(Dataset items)
Start
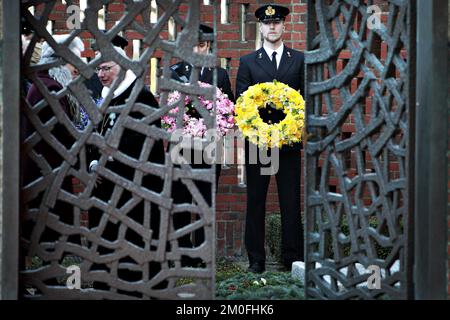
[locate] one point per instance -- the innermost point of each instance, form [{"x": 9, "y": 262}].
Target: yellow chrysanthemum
[{"x": 279, "y": 96}]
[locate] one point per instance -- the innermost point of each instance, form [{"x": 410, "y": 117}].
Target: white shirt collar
[
  {"x": 124, "y": 85},
  {"x": 279, "y": 51}
]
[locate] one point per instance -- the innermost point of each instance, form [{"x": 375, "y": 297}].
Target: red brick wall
[{"x": 231, "y": 199}]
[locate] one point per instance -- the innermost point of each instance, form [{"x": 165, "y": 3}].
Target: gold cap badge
[{"x": 270, "y": 11}]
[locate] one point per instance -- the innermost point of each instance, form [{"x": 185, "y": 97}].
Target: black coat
[
  {"x": 257, "y": 67},
  {"x": 182, "y": 72}
]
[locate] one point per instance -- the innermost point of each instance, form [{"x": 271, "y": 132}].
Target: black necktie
[{"x": 274, "y": 60}]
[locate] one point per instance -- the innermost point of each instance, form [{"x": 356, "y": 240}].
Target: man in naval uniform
[{"x": 274, "y": 61}]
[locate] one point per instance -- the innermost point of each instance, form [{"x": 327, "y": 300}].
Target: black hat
[
  {"x": 26, "y": 27},
  {"x": 118, "y": 41},
  {"x": 271, "y": 12},
  {"x": 206, "y": 29}
]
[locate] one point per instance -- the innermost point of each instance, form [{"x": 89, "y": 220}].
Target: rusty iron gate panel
[
  {"x": 145, "y": 243},
  {"x": 359, "y": 183}
]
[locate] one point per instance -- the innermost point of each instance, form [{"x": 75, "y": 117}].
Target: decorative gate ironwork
[
  {"x": 52, "y": 235},
  {"x": 366, "y": 218}
]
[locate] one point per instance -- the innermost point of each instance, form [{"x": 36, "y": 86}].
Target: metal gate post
[
  {"x": 10, "y": 104},
  {"x": 430, "y": 272}
]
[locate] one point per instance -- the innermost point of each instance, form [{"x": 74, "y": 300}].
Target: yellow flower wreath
[{"x": 279, "y": 96}]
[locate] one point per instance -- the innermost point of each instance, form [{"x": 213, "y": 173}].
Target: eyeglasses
[{"x": 105, "y": 68}]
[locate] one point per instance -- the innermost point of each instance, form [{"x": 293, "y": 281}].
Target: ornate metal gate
[
  {"x": 53, "y": 235},
  {"x": 358, "y": 181}
]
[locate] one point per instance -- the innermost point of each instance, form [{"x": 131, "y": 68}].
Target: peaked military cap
[{"x": 271, "y": 12}]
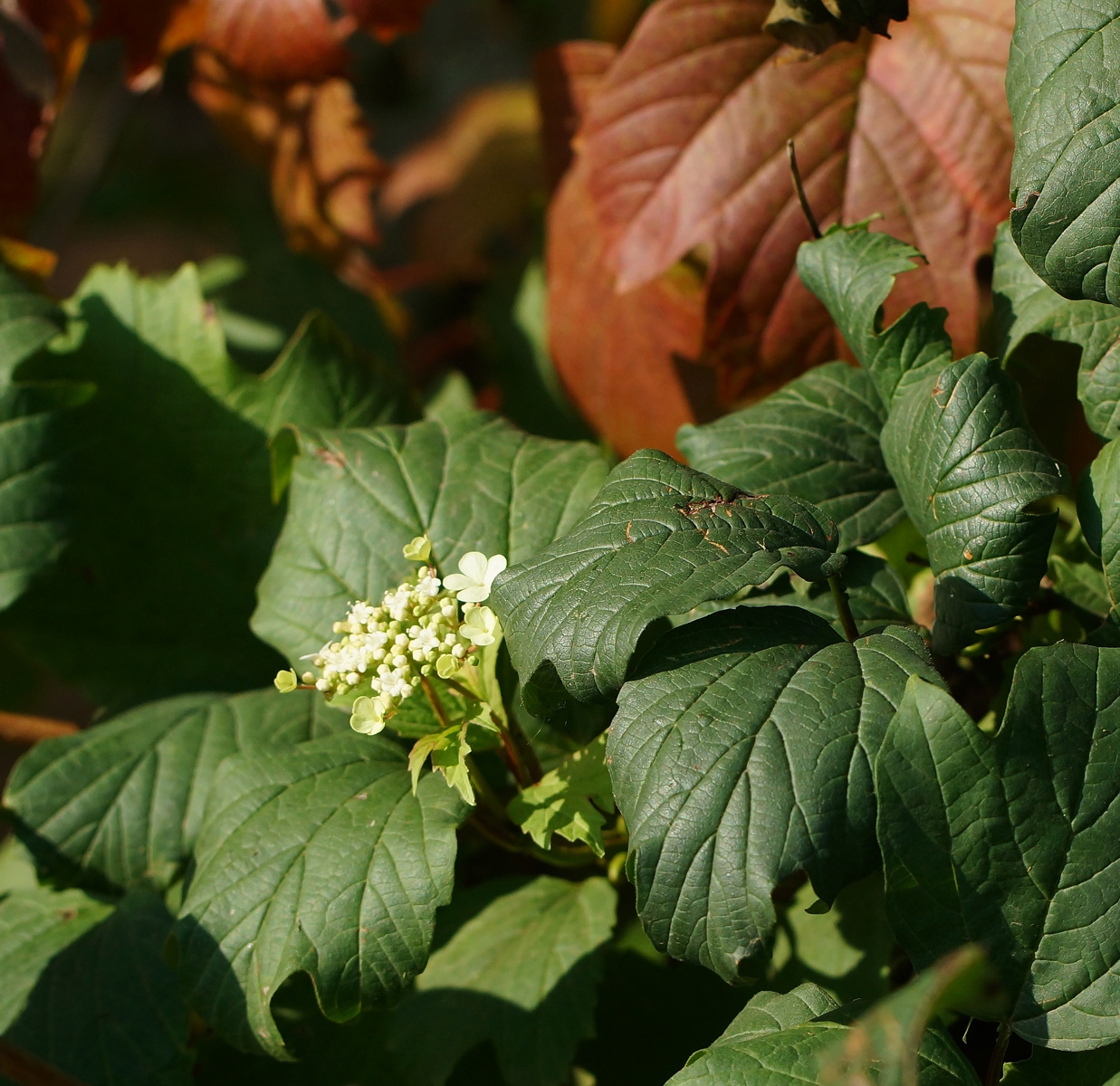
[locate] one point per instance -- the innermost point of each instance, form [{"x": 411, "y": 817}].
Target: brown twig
End
Task details
Without the pictures, write out every entry precisely as it appears.

Written answer
[locate] one point per instance -- the innermost point of each instance, form [{"x": 9, "y": 262}].
Target: yellow chrysanthemum
[{"x": 279, "y": 96}]
[locate] one point per instance -- the innermost point of each instance, form [{"x": 410, "y": 117}].
Target: white shirt collar
[
  {"x": 124, "y": 85},
  {"x": 279, "y": 51}
]
[locate] one point per instance -- the innermost point of each instance, form [{"x": 375, "y": 297}].
Target: red brick wall
[{"x": 231, "y": 199}]
[locate] one point per instance -- the innermost point of each instance, form [{"x": 165, "y": 3}].
Target: gold cap badge
[{"x": 270, "y": 11}]
[locate] one point per instance -- the innermost point of each instance, form [{"x": 185, "y": 97}].
Target: black coat
[
  {"x": 257, "y": 67},
  {"x": 182, "y": 72}
]
[locate] one point per instance -- the innermost point of each instance, form [{"x": 271, "y": 132}].
Target: black necktie
[{"x": 274, "y": 60}]
[locate] one point per instance -- the innermost point of each instance, form [{"x": 356, "y": 240}].
Target: man in naval uniform
[{"x": 274, "y": 61}]
[locate] one point per instance -- the innermost point of each instance, form [{"x": 327, "y": 300}].
Target: black hat
[
  {"x": 26, "y": 27},
  {"x": 118, "y": 41},
  {"x": 271, "y": 12},
  {"x": 206, "y": 29}
]
[locate] one point per instance -- the innermost point of each instance, form [{"x": 89, "y": 220}].
Target: rusty iron gate panel
[
  {"x": 145, "y": 243},
  {"x": 359, "y": 183}
]
[locate] one point per instance -- the innermost point of each instance, form [{"x": 75, "y": 117}].
Target: decorative gate ironwork
[
  {"x": 52, "y": 235},
  {"x": 366, "y": 218}
]
[locate] one point per instance -- the innermost point of each instance, form [{"x": 36, "y": 86}].
Target: metal gate post
[
  {"x": 10, "y": 104},
  {"x": 430, "y": 272}
]
[locate] one point per instance -- the innermost point of each instance, form [{"x": 74, "y": 300}].
Target: yellow flower wreath
[{"x": 279, "y": 96}]
[locate] one point per instance -- the innermost point of each instance, form [{"x": 213, "y": 173}].
Target: eyeglasses
[{"x": 105, "y": 68}]
[locate] one point per instance -- the innermost point of each instance, form [{"x": 293, "y": 281}].
Target: ornate metal gate
[
  {"x": 53, "y": 235},
  {"x": 358, "y": 181}
]
[locate] one point per instance -- the innermost point of each instance, form [{"x": 131, "y": 68}].
Target: peaked military cap
[{"x": 271, "y": 12}]
[locate] one point per instance -- the innermost point of each instance, form [{"x": 411, "y": 817}].
Target: brown twig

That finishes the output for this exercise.